What is needed.
Reproduce the stretch from the first line through the line containing "rough mask: <svg", character for character.

****************************************

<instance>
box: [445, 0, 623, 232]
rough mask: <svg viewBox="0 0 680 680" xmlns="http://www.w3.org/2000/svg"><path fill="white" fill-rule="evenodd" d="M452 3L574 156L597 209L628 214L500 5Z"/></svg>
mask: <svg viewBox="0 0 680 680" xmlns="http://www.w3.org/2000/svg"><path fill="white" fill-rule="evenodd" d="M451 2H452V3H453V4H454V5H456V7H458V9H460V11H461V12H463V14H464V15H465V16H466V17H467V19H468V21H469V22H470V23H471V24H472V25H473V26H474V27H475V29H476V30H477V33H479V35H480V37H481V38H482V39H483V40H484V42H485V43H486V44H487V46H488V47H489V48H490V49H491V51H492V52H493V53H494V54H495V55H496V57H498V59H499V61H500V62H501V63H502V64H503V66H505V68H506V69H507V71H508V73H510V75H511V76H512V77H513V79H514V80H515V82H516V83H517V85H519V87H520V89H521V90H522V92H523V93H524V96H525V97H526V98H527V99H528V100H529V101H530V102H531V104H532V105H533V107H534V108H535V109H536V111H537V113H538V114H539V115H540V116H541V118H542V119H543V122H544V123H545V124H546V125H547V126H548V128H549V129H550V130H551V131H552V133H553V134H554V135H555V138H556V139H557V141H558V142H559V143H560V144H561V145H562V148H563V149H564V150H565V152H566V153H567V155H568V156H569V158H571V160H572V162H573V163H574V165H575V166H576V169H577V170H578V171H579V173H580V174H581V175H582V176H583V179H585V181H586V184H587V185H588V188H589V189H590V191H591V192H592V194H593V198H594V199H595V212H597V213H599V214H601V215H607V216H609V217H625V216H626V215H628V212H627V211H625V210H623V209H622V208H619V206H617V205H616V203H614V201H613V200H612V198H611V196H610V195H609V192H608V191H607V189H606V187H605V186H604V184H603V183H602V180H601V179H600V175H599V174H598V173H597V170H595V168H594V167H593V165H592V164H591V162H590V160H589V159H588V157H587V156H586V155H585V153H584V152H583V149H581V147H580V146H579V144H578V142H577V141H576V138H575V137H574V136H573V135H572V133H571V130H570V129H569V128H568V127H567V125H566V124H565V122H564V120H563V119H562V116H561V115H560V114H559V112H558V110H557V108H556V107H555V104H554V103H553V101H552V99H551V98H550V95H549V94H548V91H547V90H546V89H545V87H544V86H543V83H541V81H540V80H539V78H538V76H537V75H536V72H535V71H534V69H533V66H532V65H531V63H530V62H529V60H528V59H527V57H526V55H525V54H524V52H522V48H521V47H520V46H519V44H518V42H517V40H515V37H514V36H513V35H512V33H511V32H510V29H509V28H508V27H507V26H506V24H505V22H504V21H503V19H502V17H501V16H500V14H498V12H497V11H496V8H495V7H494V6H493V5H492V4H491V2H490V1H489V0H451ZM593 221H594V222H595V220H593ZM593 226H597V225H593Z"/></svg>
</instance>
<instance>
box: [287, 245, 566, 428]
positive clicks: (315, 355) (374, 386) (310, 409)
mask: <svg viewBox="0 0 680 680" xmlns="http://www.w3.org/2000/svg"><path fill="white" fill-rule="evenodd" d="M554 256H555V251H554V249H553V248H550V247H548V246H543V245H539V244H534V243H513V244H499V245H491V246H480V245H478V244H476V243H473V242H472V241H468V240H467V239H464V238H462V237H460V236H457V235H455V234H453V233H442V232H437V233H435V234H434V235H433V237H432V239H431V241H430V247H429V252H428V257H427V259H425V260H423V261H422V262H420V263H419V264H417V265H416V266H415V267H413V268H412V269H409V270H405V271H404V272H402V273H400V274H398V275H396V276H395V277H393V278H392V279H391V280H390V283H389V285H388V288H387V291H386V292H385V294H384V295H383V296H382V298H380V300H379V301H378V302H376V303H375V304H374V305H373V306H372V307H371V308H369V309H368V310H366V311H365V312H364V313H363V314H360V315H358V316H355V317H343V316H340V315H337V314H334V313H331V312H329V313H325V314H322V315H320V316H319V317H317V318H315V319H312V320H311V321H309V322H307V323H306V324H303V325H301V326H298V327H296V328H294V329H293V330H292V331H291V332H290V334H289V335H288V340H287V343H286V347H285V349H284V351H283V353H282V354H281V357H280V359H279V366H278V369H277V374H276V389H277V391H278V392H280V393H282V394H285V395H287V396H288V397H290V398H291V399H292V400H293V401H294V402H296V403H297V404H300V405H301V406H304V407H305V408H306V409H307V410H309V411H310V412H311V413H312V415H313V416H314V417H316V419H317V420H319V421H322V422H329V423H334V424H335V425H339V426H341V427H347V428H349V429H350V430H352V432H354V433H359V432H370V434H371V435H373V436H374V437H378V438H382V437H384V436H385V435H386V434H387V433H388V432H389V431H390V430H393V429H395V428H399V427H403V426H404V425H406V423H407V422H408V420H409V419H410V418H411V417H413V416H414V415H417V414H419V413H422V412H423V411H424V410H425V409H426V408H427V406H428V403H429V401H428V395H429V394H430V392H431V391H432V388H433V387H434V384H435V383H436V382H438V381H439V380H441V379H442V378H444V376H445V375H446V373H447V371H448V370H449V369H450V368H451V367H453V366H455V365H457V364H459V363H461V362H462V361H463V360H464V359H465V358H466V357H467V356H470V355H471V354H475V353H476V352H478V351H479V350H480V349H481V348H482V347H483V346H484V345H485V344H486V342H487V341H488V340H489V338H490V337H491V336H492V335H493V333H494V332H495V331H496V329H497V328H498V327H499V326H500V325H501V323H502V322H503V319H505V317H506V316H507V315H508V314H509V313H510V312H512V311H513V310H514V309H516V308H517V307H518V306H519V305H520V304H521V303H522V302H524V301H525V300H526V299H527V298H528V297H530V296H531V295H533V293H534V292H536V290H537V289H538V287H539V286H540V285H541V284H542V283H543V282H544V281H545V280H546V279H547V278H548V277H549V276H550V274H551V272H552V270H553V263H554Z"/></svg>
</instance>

****************************************

Result below.
<instance>
box: [445, 0, 623, 232]
rough mask: <svg viewBox="0 0 680 680" xmlns="http://www.w3.org/2000/svg"><path fill="white" fill-rule="evenodd" d="M452 3L574 156L597 209L628 214L500 5Z"/></svg>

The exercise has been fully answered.